— WORK REQUIRED —
Copy out the material below word for word, from the line with "the white entry" to the line with "pixel 440 141", including both of those lines and nothing else.

— SUPPLIED DATA —
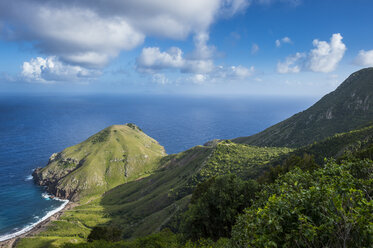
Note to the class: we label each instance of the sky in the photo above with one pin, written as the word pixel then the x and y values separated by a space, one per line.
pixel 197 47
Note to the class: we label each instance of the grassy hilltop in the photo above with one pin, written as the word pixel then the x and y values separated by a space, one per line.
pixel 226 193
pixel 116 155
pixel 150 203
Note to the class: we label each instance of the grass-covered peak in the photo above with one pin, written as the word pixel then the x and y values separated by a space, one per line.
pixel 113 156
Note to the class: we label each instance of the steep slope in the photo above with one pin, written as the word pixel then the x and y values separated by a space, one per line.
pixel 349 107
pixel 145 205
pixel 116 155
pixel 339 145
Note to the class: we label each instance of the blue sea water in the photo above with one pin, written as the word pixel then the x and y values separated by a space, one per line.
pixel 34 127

---

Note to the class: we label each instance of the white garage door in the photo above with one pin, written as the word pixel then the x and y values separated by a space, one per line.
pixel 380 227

---

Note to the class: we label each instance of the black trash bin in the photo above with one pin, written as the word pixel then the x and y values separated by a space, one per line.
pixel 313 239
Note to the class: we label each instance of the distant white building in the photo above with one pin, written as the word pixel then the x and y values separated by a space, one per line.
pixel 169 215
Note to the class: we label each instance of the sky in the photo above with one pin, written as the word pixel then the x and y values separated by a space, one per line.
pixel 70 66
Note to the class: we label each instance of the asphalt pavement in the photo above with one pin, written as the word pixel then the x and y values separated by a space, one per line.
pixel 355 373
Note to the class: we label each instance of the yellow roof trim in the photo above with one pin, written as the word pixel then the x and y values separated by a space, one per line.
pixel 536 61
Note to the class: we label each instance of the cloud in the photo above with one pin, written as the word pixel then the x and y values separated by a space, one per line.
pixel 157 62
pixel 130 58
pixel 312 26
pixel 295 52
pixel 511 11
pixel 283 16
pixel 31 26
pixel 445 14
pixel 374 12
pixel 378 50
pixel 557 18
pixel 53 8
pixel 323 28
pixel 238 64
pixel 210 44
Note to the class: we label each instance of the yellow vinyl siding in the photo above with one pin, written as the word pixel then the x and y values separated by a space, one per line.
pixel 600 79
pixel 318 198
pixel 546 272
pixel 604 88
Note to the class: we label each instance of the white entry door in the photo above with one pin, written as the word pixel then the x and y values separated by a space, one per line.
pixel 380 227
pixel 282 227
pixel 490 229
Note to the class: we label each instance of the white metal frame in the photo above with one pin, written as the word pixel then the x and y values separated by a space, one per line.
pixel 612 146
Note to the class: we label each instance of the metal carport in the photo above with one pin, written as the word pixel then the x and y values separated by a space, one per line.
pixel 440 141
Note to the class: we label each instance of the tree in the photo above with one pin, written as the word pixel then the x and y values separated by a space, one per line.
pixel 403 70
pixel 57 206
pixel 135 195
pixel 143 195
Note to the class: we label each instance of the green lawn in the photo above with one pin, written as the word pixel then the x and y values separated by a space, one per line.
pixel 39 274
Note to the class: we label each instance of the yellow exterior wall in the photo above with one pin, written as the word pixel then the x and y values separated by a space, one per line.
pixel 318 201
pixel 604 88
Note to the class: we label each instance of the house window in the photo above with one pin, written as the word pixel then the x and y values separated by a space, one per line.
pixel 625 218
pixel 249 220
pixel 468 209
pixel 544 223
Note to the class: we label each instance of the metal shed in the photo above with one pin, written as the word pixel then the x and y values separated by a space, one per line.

— TASK RESPONSE —
Note to the class: we label each instance of the white entry door in the photo above with one pin, written as the word pixel then the x and y values separated by a space, one per line.
pixel 380 227
pixel 282 227
pixel 490 229
Note to the class: we label each instance of the white metal frame in the photo above with one pin, written as the word pixel then the x and y values separated by a space, one per line.
pixel 612 146
Note to the class: we label each instance of the metal carport in the photo above with one pin, written as the word pixel then the x and y values separated by a space, one per line.
pixel 440 141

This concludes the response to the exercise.